───── Stored data

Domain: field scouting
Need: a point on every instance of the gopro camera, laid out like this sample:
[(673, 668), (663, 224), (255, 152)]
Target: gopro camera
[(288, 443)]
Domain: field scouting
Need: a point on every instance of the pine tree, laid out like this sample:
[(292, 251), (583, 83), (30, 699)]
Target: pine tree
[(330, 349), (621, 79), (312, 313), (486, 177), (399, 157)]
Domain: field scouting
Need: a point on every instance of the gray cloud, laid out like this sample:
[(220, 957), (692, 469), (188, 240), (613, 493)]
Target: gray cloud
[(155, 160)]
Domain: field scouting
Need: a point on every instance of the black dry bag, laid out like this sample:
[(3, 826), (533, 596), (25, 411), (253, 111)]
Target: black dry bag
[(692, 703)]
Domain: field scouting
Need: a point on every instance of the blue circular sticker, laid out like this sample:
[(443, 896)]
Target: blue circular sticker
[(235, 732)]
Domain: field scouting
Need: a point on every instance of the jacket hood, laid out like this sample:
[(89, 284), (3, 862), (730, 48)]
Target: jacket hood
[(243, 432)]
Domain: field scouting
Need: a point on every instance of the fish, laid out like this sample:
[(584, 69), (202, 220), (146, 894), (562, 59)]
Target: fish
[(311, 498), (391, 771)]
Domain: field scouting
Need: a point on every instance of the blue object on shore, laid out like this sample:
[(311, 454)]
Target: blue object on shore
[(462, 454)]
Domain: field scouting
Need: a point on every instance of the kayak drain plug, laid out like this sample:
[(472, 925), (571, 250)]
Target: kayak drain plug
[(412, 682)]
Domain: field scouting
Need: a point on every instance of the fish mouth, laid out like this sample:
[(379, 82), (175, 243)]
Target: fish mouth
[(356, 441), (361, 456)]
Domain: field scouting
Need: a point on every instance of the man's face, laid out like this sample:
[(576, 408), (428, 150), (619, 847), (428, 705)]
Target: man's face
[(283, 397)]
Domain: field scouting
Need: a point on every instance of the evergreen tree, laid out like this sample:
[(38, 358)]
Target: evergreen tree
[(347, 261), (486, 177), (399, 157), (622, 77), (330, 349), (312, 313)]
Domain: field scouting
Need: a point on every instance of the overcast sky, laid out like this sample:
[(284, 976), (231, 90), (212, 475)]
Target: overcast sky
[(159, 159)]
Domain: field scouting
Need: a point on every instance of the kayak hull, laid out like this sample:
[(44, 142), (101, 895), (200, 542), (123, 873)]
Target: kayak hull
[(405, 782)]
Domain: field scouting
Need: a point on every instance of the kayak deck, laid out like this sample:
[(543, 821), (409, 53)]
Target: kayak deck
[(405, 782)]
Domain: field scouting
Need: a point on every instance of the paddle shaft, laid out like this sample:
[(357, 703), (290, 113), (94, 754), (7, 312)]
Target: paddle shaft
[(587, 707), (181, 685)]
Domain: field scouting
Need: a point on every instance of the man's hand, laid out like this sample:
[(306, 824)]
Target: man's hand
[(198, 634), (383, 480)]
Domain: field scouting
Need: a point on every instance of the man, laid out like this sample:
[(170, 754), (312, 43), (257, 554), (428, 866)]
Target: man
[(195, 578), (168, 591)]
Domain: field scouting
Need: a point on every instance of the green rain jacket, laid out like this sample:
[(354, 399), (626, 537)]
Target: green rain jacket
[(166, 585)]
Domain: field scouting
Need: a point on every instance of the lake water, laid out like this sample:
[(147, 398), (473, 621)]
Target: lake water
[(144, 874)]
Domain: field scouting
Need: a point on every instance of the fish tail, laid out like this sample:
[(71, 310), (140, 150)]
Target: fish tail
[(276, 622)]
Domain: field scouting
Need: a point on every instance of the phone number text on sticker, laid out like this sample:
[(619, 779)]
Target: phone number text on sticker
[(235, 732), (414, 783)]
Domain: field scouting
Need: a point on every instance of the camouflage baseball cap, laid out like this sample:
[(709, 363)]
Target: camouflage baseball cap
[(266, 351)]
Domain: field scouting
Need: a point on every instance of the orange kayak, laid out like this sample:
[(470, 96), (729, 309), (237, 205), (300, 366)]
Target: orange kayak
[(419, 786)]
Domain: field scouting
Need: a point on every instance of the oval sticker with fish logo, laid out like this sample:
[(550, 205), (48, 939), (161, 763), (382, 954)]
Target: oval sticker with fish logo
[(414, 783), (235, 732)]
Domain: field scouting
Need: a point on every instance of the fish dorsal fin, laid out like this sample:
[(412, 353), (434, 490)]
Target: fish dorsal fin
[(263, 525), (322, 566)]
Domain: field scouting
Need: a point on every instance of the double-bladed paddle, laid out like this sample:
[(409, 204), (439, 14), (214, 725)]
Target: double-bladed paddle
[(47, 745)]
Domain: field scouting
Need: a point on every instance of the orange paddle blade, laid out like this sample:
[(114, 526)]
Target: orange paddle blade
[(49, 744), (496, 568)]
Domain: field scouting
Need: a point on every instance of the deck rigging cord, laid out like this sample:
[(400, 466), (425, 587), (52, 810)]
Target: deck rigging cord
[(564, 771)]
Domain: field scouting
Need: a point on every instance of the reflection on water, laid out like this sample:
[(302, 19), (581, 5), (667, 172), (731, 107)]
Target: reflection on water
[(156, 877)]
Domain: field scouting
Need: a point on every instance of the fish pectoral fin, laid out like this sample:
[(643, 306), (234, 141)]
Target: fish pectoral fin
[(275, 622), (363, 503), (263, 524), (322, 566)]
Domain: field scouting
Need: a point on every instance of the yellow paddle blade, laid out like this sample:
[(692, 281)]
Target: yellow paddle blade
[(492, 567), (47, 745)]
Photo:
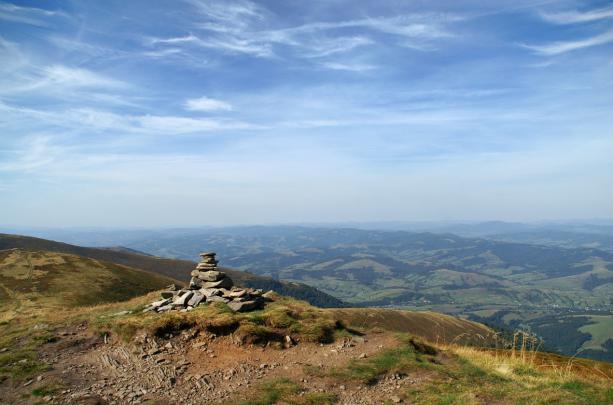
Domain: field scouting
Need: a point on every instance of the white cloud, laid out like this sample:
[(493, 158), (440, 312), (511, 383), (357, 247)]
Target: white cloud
[(556, 48), (76, 77), (207, 104), (58, 80), (242, 27), (27, 15), (574, 16), (350, 67), (92, 120)]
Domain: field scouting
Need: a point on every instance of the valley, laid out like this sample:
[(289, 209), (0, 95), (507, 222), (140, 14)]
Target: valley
[(507, 285)]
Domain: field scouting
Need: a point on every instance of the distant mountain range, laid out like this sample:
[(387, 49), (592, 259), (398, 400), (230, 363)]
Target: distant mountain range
[(173, 269), (559, 290)]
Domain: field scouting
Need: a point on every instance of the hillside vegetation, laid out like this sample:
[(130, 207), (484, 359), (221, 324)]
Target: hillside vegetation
[(562, 294), (173, 268), (39, 280)]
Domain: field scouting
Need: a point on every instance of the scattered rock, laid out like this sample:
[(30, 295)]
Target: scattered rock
[(209, 285)]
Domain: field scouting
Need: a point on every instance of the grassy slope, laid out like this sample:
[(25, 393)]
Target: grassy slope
[(449, 374), (32, 280), (431, 326), (173, 268)]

──────────

[Exercise prompt]: Could you write out exactly the lines above, starting at the first one and ending with the line that has "Need: a point on every instance of the gray"?

[The answer]:
Domain: field scouting
Need: a point on every instance of the gopro camera, laid out like this sample:
[(673, 668), (663, 224), (255, 152)]
Target: gopro camera
[(288, 443)]
Domain: field scouting
Need: a point on every instance of the pine tree, laid out like this sample:
[(292, 251), (583, 83), (30, 699)]
Target: pine tree
[(330, 349), (621, 79), (312, 313), (486, 177), (399, 157)]
Domain: field scouting
Need: a point on every instance of the gray cloud, laid out like this sample:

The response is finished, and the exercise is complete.